Given entries:
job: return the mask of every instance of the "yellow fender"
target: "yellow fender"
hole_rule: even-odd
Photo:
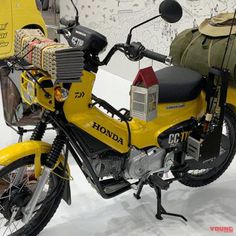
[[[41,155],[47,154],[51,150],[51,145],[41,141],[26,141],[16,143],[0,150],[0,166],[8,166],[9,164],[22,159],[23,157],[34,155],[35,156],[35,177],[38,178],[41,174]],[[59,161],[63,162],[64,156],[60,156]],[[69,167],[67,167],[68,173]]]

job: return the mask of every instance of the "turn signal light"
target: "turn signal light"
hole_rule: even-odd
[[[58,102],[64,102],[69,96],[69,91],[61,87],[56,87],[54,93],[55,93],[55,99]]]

* * *

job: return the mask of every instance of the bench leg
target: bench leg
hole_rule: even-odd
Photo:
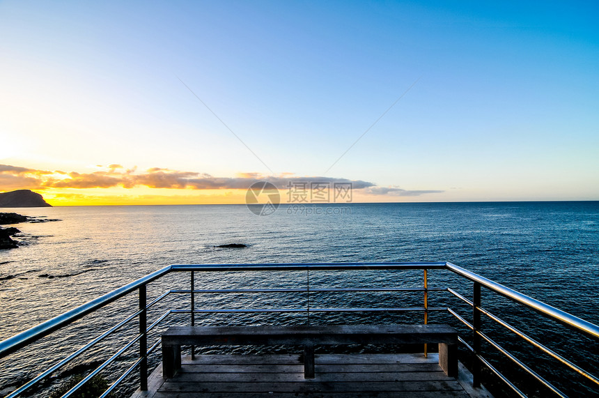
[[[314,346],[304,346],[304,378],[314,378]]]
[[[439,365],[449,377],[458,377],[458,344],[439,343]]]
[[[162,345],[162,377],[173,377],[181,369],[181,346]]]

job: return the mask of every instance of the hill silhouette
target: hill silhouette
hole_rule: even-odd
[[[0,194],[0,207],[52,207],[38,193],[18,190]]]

* * *

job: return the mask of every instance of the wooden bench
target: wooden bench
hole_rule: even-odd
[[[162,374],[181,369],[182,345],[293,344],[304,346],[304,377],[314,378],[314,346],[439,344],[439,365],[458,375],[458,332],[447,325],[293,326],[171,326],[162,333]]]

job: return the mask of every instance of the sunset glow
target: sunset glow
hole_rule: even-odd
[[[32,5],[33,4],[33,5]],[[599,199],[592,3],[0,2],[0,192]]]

Problem to solve:
Rewrite everything from the line containing "job: return the mask of every instance of the hill" down to the line containing "[[[0,194],[0,207],[52,207],[38,193],[18,190]]]", substituting "ridge outline" for "hill silhouette" and leaving all else unchanged.

The solution:
job: return the mask of every instance of the ridge outline
target: ridge outline
hole_rule: even-odd
[[[0,194],[0,207],[52,207],[38,193],[18,190]]]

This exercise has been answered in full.